■ ИСХОДНЫЙ ТЕКСТ
Чудо математики состоит в том, что этого было достаточно, чтобы и другие могли увидеть свет.

Весной 1935 года 22-летний Алан Тьюринг, который только что закончил докторат, посещал лекции, которые проводил математик М.Х.А. Ньюман в Кембридже, Англия. Предметом лекций были фундаментальные задачи математики. Отправная точка — программа Гильберта. На лекциях говорилось, что Гедель ясно и четко показал: центральные элементы программы Гильберта не выдерживают критики. Но оставался один вопрос, который не удалось решить Геделю: так называемая проблема разрешимости — Entscheidungsproblem.

Эта самая Entscheidungsproblem рассматривается по-другому: если у нас есть математическая система, которая говорит о частном предположении — можем ли мы решить, возможно ли вывести это предположение из системы? Гедель показал, что в любой закрытой системе возникнут вопросы, на которые не будет ответов — правдивые утверждения, которые не могут быть выведены. И это было критично, так как показывало, что мечта раз и навсегда уладить все в математике является недостижимой.

Проблема решения, может или нет быть выведено то или иное отдельное предположение, на первый взгляд гораздо больше должна занимать инженеров — это проблема, которая затрагивает специфические и конкурентные вопросы. Безусловно, она интересует и математика, но для всех остальных она должна казаться значительно менее важной, чем сама фундаментальная проблема — что мы не в состоянии доказать все.

Но нет. Даже если этот вопрос может показаться скучным — ответ на него определенно таковым не является.

В своих лекциях Ньюман спрашивал, можем ли мы создать своего рода «механический процесс», который был бы применим к математической задаче с целью определить, имеет ли она решение. В сущности, это было как раз то, о чем спрашивал Гильберт: существует ли рецепт, который может нам сказать, способны ли мы вывести специфические следствия из теории? Желательно, чтобы это был способ, который не потребует слишком много воображения и при этом действительно будет механическим — алгоритм, как называют это математики.

■ ПОКАЗАННЫЕ СВЕДЕНИЯ
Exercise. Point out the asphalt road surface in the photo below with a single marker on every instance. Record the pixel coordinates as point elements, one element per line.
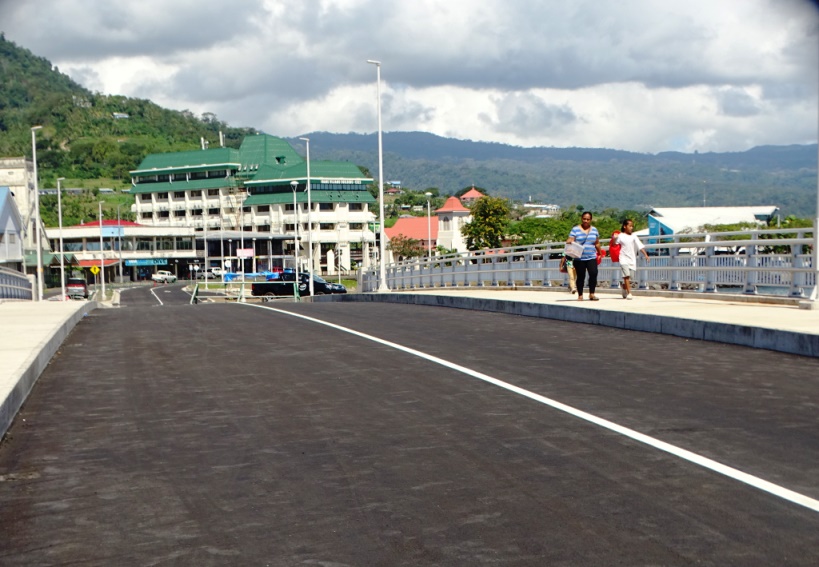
<point>177,434</point>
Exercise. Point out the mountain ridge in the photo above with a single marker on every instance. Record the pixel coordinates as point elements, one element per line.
<point>82,139</point>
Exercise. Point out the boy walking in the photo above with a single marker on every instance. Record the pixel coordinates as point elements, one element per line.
<point>629,245</point>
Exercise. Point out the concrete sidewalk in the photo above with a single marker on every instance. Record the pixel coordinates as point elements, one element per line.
<point>779,325</point>
<point>30,334</point>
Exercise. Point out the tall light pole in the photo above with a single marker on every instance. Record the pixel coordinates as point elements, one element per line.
<point>813,301</point>
<point>60,220</point>
<point>294,185</point>
<point>429,226</point>
<point>382,285</point>
<point>102,256</point>
<point>38,231</point>
<point>309,219</point>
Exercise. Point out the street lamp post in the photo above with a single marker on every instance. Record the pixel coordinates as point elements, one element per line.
<point>309,221</point>
<point>382,285</point>
<point>102,256</point>
<point>429,226</point>
<point>230,253</point>
<point>813,301</point>
<point>60,221</point>
<point>119,244</point>
<point>294,185</point>
<point>37,231</point>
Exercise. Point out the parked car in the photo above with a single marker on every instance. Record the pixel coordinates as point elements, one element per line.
<point>76,288</point>
<point>163,276</point>
<point>283,285</point>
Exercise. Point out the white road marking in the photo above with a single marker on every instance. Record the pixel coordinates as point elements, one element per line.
<point>684,454</point>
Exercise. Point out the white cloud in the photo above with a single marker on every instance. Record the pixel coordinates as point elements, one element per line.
<point>641,75</point>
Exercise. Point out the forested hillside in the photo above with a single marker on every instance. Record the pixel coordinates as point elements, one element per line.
<point>88,135</point>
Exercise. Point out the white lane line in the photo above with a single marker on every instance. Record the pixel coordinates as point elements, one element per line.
<point>705,462</point>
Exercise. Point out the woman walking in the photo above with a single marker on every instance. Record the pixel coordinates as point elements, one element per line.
<point>587,236</point>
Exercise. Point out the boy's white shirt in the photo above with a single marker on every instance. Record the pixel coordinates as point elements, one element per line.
<point>630,246</point>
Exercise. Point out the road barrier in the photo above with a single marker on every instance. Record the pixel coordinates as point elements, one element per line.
<point>14,285</point>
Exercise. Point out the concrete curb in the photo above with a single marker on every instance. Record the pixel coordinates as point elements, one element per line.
<point>770,339</point>
<point>34,366</point>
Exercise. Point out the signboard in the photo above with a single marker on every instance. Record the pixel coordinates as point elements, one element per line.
<point>338,181</point>
<point>147,262</point>
<point>111,231</point>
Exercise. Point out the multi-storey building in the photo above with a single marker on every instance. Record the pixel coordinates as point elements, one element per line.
<point>260,189</point>
<point>17,174</point>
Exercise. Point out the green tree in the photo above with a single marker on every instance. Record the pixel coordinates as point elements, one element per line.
<point>490,218</point>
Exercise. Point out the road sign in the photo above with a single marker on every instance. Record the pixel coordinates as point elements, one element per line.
<point>147,262</point>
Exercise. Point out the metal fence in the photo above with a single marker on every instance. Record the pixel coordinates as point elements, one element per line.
<point>14,285</point>
<point>764,262</point>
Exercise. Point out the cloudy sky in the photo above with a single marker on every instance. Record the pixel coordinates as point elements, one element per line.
<point>640,75</point>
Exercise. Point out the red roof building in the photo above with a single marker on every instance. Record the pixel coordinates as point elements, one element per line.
<point>416,228</point>
<point>453,205</point>
<point>471,196</point>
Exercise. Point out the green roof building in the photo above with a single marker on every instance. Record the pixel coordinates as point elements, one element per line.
<point>259,189</point>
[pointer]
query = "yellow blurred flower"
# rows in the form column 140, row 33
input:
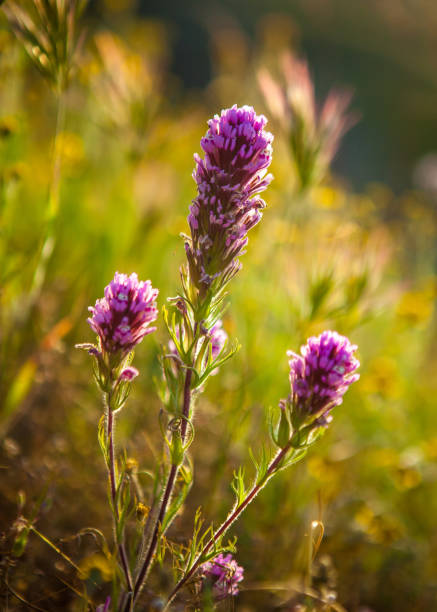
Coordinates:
column 328, row 197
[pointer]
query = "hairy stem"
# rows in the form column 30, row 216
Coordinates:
column 113, row 486
column 233, row 516
column 168, row 491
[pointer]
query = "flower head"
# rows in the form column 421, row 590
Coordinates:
column 224, row 573
column 229, row 178
column 321, row 375
column 121, row 319
column 314, row 136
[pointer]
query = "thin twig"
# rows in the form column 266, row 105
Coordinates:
column 171, row 480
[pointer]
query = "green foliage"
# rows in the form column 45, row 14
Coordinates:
column 362, row 263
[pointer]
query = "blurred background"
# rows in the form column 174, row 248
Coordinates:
column 96, row 147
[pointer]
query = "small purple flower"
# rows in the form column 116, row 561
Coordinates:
column 321, row 376
column 128, row 374
column 224, row 573
column 218, row 339
column 121, row 319
column 233, row 172
column 104, row 607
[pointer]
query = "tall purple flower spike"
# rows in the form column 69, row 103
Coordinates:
column 225, row 575
column 121, row 319
column 233, row 172
column 321, row 375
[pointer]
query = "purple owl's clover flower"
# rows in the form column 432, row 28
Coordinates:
column 121, row 319
column 320, row 376
column 229, row 178
column 224, row 573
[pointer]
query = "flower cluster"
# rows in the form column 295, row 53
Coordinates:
column 321, row 375
column 218, row 339
column 121, row 319
column 314, row 136
column 224, row 573
column 233, row 172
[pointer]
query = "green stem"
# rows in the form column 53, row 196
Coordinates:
column 113, row 487
column 166, row 498
column 233, row 516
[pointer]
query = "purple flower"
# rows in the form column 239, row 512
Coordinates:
column 121, row 319
column 224, row 573
column 218, row 339
column 128, row 374
column 229, row 178
column 321, row 376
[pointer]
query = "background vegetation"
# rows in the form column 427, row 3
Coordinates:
column 353, row 254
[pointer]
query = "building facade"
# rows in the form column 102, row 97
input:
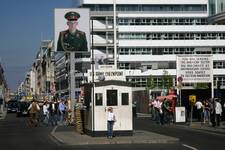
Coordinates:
column 149, row 36
column 151, row 33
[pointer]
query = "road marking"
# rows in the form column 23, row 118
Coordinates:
column 185, row 145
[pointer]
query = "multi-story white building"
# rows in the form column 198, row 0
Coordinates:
column 151, row 33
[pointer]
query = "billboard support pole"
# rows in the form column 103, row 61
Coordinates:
column 93, row 72
column 72, row 83
column 115, row 36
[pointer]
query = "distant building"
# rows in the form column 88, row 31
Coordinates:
column 150, row 34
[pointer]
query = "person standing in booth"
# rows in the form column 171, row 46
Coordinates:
column 110, row 122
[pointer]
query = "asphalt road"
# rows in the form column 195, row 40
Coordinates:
column 192, row 138
column 16, row 135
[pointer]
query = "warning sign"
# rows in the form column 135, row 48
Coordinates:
column 195, row 68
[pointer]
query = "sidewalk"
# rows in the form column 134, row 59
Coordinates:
column 67, row 135
column 205, row 127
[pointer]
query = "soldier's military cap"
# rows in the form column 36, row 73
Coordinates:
column 72, row 15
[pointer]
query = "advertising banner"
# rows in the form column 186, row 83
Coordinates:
column 72, row 30
column 195, row 68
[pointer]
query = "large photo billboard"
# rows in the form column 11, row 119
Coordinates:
column 195, row 68
column 72, row 30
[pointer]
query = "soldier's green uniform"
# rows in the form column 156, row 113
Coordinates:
column 72, row 41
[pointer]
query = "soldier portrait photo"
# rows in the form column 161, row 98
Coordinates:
column 72, row 39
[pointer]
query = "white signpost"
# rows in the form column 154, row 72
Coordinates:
column 194, row 69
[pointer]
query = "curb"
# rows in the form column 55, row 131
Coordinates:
column 203, row 129
column 141, row 139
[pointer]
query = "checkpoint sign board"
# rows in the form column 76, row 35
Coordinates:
column 195, row 68
column 192, row 99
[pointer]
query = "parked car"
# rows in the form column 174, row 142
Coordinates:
column 22, row 109
column 12, row 106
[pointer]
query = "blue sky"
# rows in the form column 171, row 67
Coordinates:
column 23, row 24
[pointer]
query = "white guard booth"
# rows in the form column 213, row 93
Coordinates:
column 111, row 93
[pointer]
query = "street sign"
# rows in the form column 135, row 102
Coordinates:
column 195, row 68
column 192, row 99
column 179, row 79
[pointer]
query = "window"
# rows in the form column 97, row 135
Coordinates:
column 125, row 98
column 112, row 98
column 98, row 99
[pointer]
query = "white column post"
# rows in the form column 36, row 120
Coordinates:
column 115, row 35
column 72, row 82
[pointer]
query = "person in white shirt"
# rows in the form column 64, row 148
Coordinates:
column 159, row 112
column 199, row 106
column 45, row 113
column 218, row 110
column 110, row 121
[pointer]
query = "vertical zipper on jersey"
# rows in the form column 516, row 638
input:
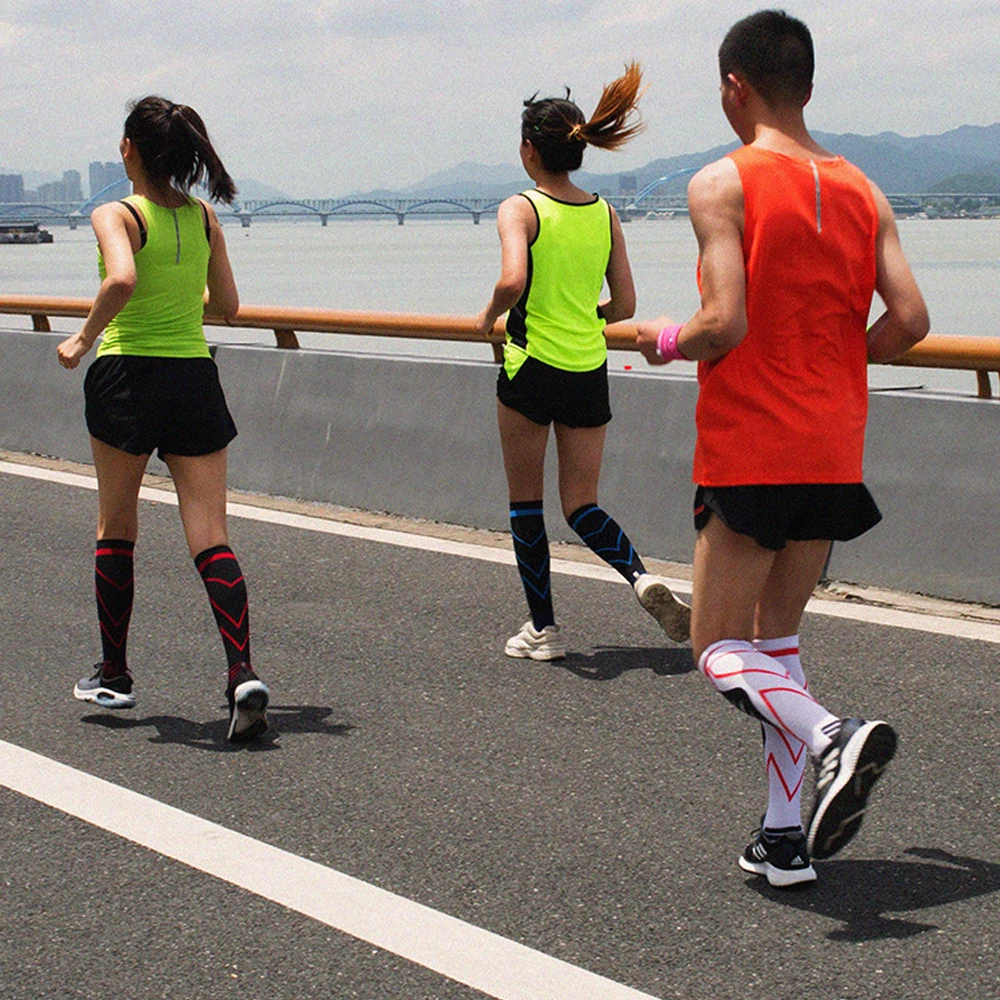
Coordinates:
column 819, row 199
column 177, row 231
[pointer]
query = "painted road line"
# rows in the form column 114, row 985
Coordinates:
column 958, row 628
column 453, row 948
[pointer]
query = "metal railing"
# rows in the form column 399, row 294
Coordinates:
column 980, row 355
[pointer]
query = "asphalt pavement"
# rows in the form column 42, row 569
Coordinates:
column 591, row 810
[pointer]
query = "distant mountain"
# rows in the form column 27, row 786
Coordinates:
column 32, row 178
column 251, row 190
column 902, row 165
column 898, row 164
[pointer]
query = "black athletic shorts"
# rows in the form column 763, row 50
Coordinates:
column 545, row 394
column 140, row 404
column 774, row 515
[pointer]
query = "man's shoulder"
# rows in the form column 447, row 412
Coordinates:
column 716, row 181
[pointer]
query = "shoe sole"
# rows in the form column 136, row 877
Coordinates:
column 547, row 655
column 841, row 811
column 779, row 878
column 106, row 698
column 673, row 616
column 249, row 720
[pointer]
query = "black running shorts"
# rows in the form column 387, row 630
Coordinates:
column 173, row 405
column 774, row 515
column 548, row 395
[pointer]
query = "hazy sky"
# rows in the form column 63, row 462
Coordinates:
column 322, row 97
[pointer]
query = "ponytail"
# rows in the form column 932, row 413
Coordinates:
column 615, row 120
column 558, row 129
column 173, row 145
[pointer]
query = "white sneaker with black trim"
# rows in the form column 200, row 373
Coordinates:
column 536, row 644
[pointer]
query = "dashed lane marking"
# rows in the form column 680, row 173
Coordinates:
column 451, row 947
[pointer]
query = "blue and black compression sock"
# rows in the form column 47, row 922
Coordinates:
column 602, row 534
column 531, row 548
column 114, row 584
column 227, row 593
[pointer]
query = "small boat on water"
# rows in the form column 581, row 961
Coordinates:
column 23, row 232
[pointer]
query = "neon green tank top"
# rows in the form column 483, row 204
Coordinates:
column 555, row 320
column 163, row 318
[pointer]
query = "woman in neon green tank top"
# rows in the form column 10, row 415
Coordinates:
column 154, row 386
column 559, row 245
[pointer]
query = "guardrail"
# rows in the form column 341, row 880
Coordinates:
column 975, row 354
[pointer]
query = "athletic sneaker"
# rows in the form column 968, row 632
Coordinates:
column 781, row 857
column 248, row 697
column 845, row 776
column 536, row 644
column 108, row 692
column 656, row 597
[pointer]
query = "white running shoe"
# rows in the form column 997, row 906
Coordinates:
column 655, row 596
column 535, row 644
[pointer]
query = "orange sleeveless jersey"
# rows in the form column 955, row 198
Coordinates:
column 789, row 404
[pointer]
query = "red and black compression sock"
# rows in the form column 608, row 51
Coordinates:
column 227, row 593
column 114, row 584
column 531, row 549
column 603, row 536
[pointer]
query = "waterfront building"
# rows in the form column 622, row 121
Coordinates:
column 101, row 175
column 11, row 187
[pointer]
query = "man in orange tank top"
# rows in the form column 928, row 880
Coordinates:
column 793, row 242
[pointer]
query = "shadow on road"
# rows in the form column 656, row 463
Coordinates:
column 211, row 736
column 860, row 894
column 608, row 662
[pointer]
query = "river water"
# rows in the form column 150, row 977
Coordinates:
column 449, row 266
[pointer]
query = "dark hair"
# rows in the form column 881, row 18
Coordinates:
column 558, row 129
column 775, row 54
column 173, row 145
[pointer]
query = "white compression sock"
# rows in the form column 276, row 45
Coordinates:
column 760, row 686
column 784, row 755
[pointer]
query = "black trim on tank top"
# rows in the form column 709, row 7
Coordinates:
column 143, row 234
column 208, row 225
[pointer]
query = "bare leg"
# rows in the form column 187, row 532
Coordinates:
column 200, row 481
column 523, row 443
column 581, row 451
column 119, row 477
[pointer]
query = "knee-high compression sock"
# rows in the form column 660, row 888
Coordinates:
column 784, row 755
column 602, row 534
column 531, row 549
column 114, row 584
column 760, row 686
column 227, row 593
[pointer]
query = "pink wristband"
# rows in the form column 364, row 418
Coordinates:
column 666, row 343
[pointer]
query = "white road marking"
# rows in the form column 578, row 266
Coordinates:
column 453, row 948
column 958, row 628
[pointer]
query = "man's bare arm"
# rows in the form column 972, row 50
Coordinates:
column 905, row 321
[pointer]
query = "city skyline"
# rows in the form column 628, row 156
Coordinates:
column 347, row 95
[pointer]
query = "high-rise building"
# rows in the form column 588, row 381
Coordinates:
column 102, row 175
column 11, row 187
column 71, row 179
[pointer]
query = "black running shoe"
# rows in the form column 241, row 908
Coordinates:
column 108, row 692
column 845, row 776
column 781, row 857
column 247, row 696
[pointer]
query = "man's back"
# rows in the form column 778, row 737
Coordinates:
column 788, row 405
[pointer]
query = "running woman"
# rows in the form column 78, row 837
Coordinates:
column 154, row 385
column 559, row 245
column 793, row 243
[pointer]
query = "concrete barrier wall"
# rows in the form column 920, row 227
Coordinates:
column 418, row 438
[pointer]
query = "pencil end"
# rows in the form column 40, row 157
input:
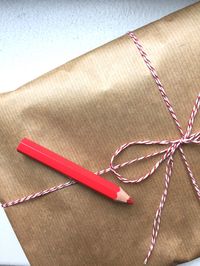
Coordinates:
column 130, row 201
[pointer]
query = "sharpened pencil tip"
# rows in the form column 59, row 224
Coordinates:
column 130, row 201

■ ЧТО СДЕЛАТЬ
A. Перечислите всех людей, названных по имени в тексте о проблеме разрешимости.
B. Перепишите фрагмент текста о проблеме разрешимости, который начинается со слов «Проблема решения, может» и заканчивается словами «таковым не является.», подставив «физиков» вместо «инженеров».

■ ОТВЕТЫ К ЗАДАНИЯМ
A. Алан Тьюринг, М.Х.А. Ньюман, Гильберт, Гедель

B.
Проблема решения, может или нет быть выведено то или иное отдельное предположение, на первый взгляд гораздо больше должна занимать физиков — это проблема, которая затрагивает специфические и конкурентные вопросы. Безусловно, она интересует и математика, но для всех остальных она должна казаться значительно менее важной, чем сама фундаментальная проблема — что мы не в состоянии доказать все.

Но нет. Даже если этот вопрос может показаться скучным — ответ на него определенно таковым не является.